Natural language region descriptions:
◇ ◇ ◇ ◇ ◇ ◇ ◇

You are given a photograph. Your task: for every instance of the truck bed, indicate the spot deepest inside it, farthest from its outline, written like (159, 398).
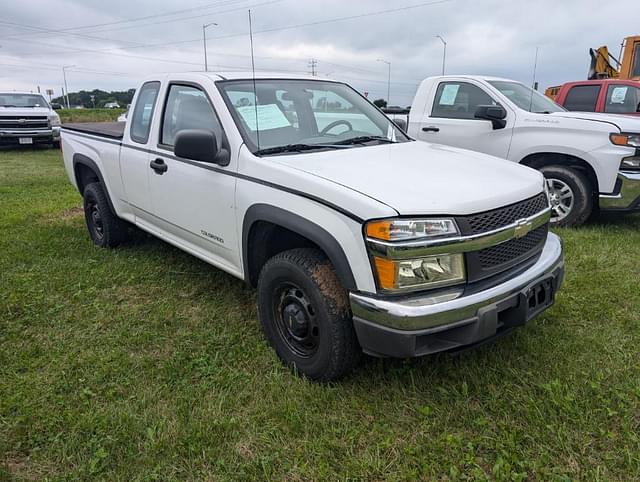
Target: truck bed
(112, 130)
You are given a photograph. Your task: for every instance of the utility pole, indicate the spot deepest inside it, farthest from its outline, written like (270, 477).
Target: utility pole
(444, 53)
(204, 42)
(388, 80)
(66, 89)
(313, 65)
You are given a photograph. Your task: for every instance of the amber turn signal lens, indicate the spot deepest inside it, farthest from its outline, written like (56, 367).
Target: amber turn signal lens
(619, 139)
(379, 230)
(387, 273)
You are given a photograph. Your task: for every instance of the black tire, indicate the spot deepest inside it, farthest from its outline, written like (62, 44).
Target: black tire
(105, 228)
(581, 191)
(317, 338)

◇ ◇ ◇ ◇ ◇ ◇ ◇

Work task: Quote only the lines from the one containing "Target: amber turn signal lens" through the final line of the records, with both ends included.

Response box:
Target: amber turn signal lens
(619, 139)
(379, 230)
(387, 273)
You are given a photograph. Your task: for every instance of the black tire, indicate the spot deepest inside it, farthest from its outline, written like (62, 44).
Target: black tire
(105, 228)
(581, 191)
(317, 338)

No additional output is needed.